Text shown:
━━━━

The EU will also offer flexible access for the country’s goods in a treaty - part of an effort to tackle the root causes of local political instability, resembling the bloc’s ‘partnership’ approach to other fragile states.
Once seen as a rubber stamp - or the home of opposition ‘saboteurs’ - the People’s Consultative Congress has become newly assertive as the regime’s crisis deepens.
BREAK Reports of an emergency meeting of the Politburo as tensions with the opposition-controlled legislature rise. More as we get it.
No reports yet of the capital’s citizenry sounding their car horns in celebration as the regime shudders on the precipice. (No doubt they’ll come soon.)
Someone Grabbed The Supreme Leader's Bludgeon In This Broken Country And That's A Really Big Deal [CLICK]
On the eve of another factional confrontation, a glimpse at the patronage politics in the English People’s Congress. Many ruling-party figures have artificial tribal titles conferred on them.
Note: many refer to members of the English People’s Congress as ‘Tories’. This is incorrect, and an offensive phrase drawn from the country’s history of religious/ethnic strife. I know these things because I am a foreign correspondent.
There’s also misinformation about the opposition. They are:
- FBPE, Front (Broad) for Popular Emancipation: main opposition
- The Committee to Achieve Proletarian Momentum (wear red berets??? Check)

━━━━

Goal:
Answer from the text above:
(a) What has the People's Consultative Congress become as the regime's crisis deepens?
(b) By what term do many refer to members of the English People's Congress?
(c) What does FBPE stand for?

Dataset entries:
━━━━

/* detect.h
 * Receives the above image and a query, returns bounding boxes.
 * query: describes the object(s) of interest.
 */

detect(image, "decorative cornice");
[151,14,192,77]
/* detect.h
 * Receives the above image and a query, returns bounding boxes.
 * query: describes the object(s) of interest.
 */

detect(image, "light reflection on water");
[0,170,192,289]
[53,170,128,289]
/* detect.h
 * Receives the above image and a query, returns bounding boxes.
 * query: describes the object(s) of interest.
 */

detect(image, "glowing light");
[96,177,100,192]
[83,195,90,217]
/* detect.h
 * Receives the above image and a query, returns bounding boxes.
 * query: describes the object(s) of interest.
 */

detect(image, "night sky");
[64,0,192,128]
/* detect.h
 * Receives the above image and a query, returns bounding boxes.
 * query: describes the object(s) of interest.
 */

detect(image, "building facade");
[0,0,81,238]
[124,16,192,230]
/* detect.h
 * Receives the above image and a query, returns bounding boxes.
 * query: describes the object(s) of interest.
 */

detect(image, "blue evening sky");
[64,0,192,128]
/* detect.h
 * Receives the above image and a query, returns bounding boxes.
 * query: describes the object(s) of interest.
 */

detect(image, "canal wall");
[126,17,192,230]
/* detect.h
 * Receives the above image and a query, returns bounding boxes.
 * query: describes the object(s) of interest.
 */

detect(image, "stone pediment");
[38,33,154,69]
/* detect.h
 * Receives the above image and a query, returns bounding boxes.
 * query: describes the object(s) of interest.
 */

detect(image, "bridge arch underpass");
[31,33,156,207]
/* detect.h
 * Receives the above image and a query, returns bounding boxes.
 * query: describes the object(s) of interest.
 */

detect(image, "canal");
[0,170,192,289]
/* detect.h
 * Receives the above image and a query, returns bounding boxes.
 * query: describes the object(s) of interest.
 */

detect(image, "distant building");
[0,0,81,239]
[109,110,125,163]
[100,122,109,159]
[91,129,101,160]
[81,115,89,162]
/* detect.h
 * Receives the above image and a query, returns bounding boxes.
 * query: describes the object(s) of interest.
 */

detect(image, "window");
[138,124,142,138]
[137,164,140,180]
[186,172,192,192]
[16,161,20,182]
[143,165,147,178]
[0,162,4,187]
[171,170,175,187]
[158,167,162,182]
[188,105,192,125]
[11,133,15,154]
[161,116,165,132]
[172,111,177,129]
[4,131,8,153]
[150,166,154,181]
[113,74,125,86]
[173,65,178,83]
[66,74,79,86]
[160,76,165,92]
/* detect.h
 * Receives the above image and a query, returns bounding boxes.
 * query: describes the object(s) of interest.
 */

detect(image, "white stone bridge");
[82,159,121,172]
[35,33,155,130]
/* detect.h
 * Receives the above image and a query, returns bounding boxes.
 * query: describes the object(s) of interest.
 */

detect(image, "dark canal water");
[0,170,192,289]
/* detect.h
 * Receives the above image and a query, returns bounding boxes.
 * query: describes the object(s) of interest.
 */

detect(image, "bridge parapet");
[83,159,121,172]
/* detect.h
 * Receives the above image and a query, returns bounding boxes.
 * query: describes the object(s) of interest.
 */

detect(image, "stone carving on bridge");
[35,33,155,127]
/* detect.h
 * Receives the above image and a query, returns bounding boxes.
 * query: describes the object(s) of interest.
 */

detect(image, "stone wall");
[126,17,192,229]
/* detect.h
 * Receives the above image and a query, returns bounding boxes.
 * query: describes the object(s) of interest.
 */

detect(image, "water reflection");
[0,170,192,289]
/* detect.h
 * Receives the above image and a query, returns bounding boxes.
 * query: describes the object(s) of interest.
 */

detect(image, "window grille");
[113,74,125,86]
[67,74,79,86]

━━━━

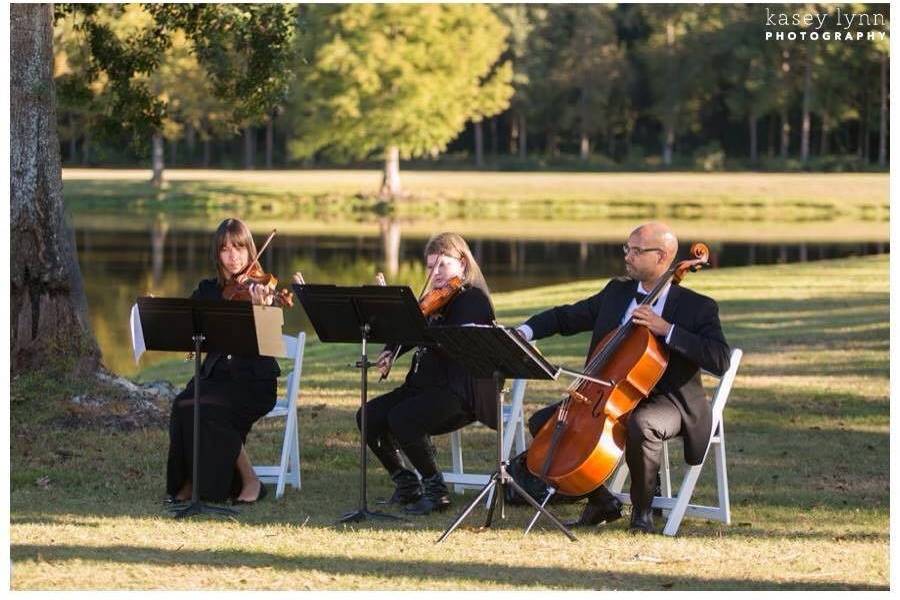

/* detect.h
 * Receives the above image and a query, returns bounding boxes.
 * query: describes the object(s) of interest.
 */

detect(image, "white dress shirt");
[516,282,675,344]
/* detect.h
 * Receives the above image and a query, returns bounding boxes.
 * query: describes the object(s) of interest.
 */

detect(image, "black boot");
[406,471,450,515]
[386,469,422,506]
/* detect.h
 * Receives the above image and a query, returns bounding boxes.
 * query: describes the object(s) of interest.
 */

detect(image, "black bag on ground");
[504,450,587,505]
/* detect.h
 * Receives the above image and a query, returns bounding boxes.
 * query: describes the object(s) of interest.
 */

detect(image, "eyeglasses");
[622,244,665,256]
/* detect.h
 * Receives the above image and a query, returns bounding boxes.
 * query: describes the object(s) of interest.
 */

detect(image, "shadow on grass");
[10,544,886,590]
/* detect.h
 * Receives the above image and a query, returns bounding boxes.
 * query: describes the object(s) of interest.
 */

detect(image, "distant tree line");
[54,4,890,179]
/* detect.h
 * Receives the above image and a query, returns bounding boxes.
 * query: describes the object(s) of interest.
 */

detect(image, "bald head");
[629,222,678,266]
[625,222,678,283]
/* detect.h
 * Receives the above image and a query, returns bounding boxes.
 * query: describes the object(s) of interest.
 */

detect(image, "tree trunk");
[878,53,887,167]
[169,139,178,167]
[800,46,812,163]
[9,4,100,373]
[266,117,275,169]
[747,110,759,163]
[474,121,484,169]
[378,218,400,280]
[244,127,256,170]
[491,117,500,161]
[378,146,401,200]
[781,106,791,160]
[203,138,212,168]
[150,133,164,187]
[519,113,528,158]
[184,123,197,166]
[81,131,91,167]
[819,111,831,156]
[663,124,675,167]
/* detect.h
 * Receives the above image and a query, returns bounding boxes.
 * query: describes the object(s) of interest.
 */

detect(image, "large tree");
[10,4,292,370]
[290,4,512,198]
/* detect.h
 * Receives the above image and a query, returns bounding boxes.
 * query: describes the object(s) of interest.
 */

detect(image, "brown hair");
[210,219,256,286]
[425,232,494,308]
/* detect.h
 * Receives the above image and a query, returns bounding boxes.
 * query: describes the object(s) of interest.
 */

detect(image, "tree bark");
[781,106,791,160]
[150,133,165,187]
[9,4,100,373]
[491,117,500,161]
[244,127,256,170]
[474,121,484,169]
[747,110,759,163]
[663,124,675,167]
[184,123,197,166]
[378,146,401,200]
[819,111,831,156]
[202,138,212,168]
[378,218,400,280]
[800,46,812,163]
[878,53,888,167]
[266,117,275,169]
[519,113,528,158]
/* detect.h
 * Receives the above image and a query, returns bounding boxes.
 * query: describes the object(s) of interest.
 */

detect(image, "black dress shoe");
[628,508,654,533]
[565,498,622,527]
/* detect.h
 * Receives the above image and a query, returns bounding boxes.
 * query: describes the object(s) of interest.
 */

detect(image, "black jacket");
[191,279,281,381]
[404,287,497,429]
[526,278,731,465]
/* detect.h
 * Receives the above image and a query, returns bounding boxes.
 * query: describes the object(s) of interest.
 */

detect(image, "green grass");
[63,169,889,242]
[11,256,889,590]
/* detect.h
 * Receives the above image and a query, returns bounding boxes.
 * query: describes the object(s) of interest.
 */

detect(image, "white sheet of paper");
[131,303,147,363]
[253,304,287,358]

━━━━

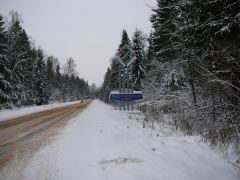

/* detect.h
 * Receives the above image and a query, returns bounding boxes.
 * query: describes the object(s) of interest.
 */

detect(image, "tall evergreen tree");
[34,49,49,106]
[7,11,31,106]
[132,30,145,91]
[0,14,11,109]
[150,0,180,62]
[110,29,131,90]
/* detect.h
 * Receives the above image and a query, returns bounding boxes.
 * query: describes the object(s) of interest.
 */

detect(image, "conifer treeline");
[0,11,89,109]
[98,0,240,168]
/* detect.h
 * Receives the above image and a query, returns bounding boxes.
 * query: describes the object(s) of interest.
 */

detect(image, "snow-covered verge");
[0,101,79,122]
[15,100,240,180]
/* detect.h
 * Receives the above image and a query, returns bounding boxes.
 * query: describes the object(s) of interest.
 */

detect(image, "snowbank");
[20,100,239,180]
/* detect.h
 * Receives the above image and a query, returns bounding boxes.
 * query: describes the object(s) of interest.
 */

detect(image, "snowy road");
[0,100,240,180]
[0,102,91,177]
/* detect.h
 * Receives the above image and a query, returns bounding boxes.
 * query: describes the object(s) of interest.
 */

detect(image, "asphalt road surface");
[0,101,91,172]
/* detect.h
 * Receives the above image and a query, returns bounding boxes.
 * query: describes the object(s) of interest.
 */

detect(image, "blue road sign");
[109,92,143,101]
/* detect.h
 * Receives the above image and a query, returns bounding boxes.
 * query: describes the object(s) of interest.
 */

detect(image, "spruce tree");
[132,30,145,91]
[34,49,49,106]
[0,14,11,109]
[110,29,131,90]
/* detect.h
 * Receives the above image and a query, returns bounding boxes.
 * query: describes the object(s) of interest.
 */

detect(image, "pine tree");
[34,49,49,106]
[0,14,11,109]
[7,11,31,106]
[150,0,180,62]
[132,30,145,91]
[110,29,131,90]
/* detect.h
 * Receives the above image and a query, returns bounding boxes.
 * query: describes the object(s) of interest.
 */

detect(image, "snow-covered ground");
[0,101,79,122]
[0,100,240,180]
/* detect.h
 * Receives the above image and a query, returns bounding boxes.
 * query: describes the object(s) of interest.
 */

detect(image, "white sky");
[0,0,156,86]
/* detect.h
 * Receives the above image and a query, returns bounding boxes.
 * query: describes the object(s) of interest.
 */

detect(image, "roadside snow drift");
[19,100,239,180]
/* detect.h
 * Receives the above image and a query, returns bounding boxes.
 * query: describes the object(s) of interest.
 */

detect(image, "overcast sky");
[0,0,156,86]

━━━━

Finished answer:
(a) Newly assertive.
(b) 'Tories'.
(c) Front (Broad) for Popular Emancipation.